About this exercise: Output exactly the lines from the one holding "Could you point at the river" through the final line of the entries.

Top of Material provided

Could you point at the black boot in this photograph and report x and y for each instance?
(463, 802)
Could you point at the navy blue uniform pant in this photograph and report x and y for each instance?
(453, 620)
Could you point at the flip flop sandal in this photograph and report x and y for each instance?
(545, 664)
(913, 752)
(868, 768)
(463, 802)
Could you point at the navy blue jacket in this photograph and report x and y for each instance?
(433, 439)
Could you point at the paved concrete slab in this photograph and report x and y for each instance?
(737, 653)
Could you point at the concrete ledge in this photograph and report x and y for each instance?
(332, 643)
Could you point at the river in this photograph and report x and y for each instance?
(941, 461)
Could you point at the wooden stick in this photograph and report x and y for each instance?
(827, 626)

Bottom of Material provided

Response area:
Could you point at the river in this photograph and report x and y for each instance?
(941, 461)
Could you point at the wooden stick in this photograph and report x and y for each instance?
(827, 626)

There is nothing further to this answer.